**TEXT BLOCK**
==*==

Ronnie retreiving the bat that brought in a runner
My Field of Dreams was very real
                         .....Ron (Ronnie) Blackwell


How the Team started............

The Idea:     

 One day a few of the boys were standing on a street corner in Melfort, in fact it was the corner that the Star Store was on and Ernie (Blackwell) had a Furniture store across the street.  Oddly enough, my Mother, Jessie, worked in the Star Store before she married my father.  Now she worked with him in their store and they were about to get a bunch of visitors.  "We heard about a team starting up in another town and we thought we should start one.  We talked about it and decided to go see Ernie Blackwell to get things going".  "His store was just across the street"
                                  ...........summarized from statements by Pete Melnechuk 2001

Opening Day in Melfort
Opening Day


Our thanks to Dave Shury and the Saskatchewan Baseball Hall of Fame for their wonderful information and photos

The following is from interviews with the players and from newspaper accounts

        If the success of a team can be measured by its number of championships, then Melfort baseball and softball teams were successful in the second half of the century.  League, provincial and national championships were brought back to the community by teams in both sports and the people of Melfort supported each team emotionally and financially.  The Melfort Legion Juniors, the Melfort Burns Shamrocks, the Purity 99's, the Melfort Frost 222's and the Cheyenne Chevy-Olds 222's are examples of teams that wore Melfort colors into battle and came away victorious.

==*==

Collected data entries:
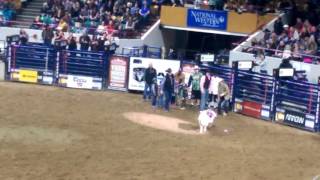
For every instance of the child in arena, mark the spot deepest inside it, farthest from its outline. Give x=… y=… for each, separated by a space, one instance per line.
x=206 y=119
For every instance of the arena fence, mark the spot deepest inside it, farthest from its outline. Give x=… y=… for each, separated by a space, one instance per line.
x=258 y=95
x=78 y=69
x=142 y=51
x=33 y=64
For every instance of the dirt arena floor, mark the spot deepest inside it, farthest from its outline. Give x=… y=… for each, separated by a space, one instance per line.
x=55 y=133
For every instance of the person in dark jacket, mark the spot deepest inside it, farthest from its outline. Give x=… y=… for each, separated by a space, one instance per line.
x=278 y=26
x=168 y=89
x=84 y=42
x=47 y=35
x=149 y=75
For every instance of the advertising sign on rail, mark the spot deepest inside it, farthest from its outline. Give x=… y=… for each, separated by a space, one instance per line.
x=80 y=82
x=118 y=73
x=31 y=76
x=252 y=109
x=28 y=76
x=139 y=65
x=207 y=19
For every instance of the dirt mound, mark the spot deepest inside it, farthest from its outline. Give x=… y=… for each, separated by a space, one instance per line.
x=162 y=122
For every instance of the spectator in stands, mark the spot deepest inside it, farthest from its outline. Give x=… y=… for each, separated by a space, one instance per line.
x=24 y=37
x=36 y=24
x=84 y=42
x=149 y=76
x=312 y=46
x=94 y=46
x=60 y=40
x=144 y=13
x=47 y=35
x=285 y=64
x=260 y=64
x=72 y=43
x=63 y=24
x=278 y=26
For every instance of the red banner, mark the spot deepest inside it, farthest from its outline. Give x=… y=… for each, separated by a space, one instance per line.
x=252 y=109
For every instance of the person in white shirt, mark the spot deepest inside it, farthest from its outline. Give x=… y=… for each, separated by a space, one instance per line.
x=206 y=119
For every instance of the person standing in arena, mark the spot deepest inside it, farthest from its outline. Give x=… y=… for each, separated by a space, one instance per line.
x=194 y=83
x=224 y=97
x=149 y=75
x=204 y=88
x=179 y=78
x=213 y=90
x=47 y=35
x=168 y=88
x=84 y=42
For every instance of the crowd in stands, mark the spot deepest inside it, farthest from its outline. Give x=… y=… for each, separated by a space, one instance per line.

==*==

**WHAT IS EXPECTED**
Reproduce the stretch of the Melfort baseball text from "If the success" through "came away victorious.".

**EXERCISE RESPONSE**
If the success of a team can be measured by its number of championships, then Melfort baseball and softball teams were successful in the second half of the century.  League, provincial and national championships were brought back to the community by teams in both sports and the people of Melfort supported each team emotionally and financially.  The Melfort Legion Juniors, the Melfort Burns Shamrocks, the Purity 99's, the Melfort Frost 222's and the Cheyenne Chevy-Olds 222's are examples of teams that wore Melfort colors into battle and came away victorious.